#### [PROBLEM DESCRIPTION]
Transcribe the full listing below exactly.

start RECORD EXCERPTS

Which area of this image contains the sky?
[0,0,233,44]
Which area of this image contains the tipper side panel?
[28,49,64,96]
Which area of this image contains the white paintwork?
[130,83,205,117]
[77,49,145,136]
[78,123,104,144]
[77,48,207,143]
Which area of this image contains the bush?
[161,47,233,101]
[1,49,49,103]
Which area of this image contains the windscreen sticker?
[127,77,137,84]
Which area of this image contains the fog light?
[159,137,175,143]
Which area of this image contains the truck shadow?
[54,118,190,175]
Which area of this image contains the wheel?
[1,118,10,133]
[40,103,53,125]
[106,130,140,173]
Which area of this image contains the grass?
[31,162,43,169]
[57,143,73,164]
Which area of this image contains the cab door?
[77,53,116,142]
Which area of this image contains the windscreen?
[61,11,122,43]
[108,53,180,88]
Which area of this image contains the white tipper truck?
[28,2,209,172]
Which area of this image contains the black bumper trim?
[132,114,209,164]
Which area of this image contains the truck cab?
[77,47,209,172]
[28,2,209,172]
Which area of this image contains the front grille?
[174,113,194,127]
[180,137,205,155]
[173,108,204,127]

end RECORD EXCERPTS

#### [RESPONSE TO THE TASK]
Which area of this image contains the sky?
[0,0,233,44]
Which area of this image contains the tipper side panel?
[28,49,64,96]
Which area of this image contains the white paintwork?
[130,83,205,117]
[77,49,145,136]
[78,123,104,144]
[77,48,207,143]
Which area of this image contains the bush?
[161,47,233,101]
[1,49,49,103]
Which area of this image contains the windscreen sticker?
[127,77,137,84]
Which area of this image contains the fog light?
[159,137,175,143]
Which area of this image contains the truck shadow?
[54,118,190,175]
Which area of this image contains the wheel?
[1,118,10,133]
[40,103,53,125]
[106,130,140,173]
Which area of this image contains the grass?
[31,162,43,169]
[57,143,73,164]
Which area of this image contains the cab door?
[77,53,116,142]
Which area of this image contains the windscreen?
[61,11,122,43]
[108,53,180,88]
Which area of this image contains the white tipper truck?
[28,2,209,172]
Which area of this image contains the black bumper trim?
[132,114,209,164]
Which area of this image contains the truck cab?
[77,47,209,172]
[28,2,209,172]
Which area of this image contains the front grille?
[174,113,194,127]
[180,137,205,155]
[173,108,204,127]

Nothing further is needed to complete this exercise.